>> Start
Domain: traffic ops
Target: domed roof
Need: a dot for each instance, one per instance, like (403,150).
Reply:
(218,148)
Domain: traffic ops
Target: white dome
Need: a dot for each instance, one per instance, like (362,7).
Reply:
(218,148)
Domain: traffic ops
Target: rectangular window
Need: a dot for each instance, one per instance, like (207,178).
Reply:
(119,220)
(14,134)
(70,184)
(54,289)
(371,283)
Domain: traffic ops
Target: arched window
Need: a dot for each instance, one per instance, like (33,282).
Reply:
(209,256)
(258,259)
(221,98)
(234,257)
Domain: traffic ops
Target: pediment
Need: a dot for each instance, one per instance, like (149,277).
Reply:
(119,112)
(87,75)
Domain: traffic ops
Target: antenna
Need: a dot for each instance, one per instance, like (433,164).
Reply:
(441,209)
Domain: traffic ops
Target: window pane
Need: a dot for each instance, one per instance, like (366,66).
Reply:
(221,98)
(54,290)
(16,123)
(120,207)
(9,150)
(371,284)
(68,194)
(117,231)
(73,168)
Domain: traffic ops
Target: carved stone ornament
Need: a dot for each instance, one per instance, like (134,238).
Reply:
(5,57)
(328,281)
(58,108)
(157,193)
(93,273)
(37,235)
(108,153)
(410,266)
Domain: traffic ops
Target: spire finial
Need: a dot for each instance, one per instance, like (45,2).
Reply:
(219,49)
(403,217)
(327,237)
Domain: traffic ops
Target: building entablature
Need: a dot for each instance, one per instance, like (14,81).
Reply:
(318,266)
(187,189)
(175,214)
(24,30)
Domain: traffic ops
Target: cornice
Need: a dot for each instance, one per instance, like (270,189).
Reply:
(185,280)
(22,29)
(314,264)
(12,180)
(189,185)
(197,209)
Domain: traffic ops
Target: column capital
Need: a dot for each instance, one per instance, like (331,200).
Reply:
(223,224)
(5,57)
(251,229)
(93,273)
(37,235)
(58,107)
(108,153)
>> End
_PROBLEM TO WORK ON_. Retype the material above, line by line, exactly.

_WRITTEN ANSWER_.
Domain: traffic ops
Target: domed roof
Need: a dot for each instance, one per instance, like (403,150).
Reply:
(218,148)
Domain: traffic ops
Target: white dome
Need: a dot for each instance, one per instance, like (362,7).
Reply:
(218,148)
Domain: traffic ops
Target: rectangular window
Need: a dot for each instance, one per instance, like (207,178).
Reply:
(119,220)
(14,134)
(70,184)
(54,289)
(371,283)
Domain: traffic ops
Target: arched window
Need: a dot for each instance, one per instance, like (33,282).
Reply:
(209,256)
(258,259)
(221,98)
(234,257)
Domain: traffic ops
Target: pediment
Need: a dot for each instance, one per instance, like (149,277).
Reply:
(119,112)
(87,75)
Domain: traffic ops
Target: antenna
Need: a dot for each instance, one per instance, like (433,164).
Reply:
(441,209)
Domain: traffic ops
Target: window pane
Need: a dot for each instance, one per instance, like (366,66).
Reply:
(221,98)
(54,290)
(16,123)
(120,207)
(9,150)
(371,284)
(68,194)
(117,231)
(73,168)
Domain: traffic ops
Target: carved stone ornament
Need: a dot for each instance, one per instance, like (134,238).
Reply:
(5,57)
(328,281)
(58,108)
(157,193)
(93,273)
(37,235)
(108,153)
(410,266)
Domain: traffic ops
Target: spire finial
Need: a dot for each instance, one per instance, like (45,2).
Reply:
(219,49)
(403,217)
(327,237)
Domain: traffic ops
Target: building entablature
Need: a dot for each instance, one per instance, like (14,81).
Reply:
(318,266)
(187,189)
(175,214)
(24,30)
Domain: traffic ops
Target: cornice
Need: a dot for each instance, one per instance, like (270,189).
Reply:
(185,280)
(22,29)
(314,264)
(12,180)
(189,185)
(197,209)
Domain: traffic ops
Target: column capital
Need: a dot for each instance, one per instance, like (331,200).
Reply:
(223,224)
(5,57)
(251,229)
(93,273)
(37,235)
(58,107)
(108,153)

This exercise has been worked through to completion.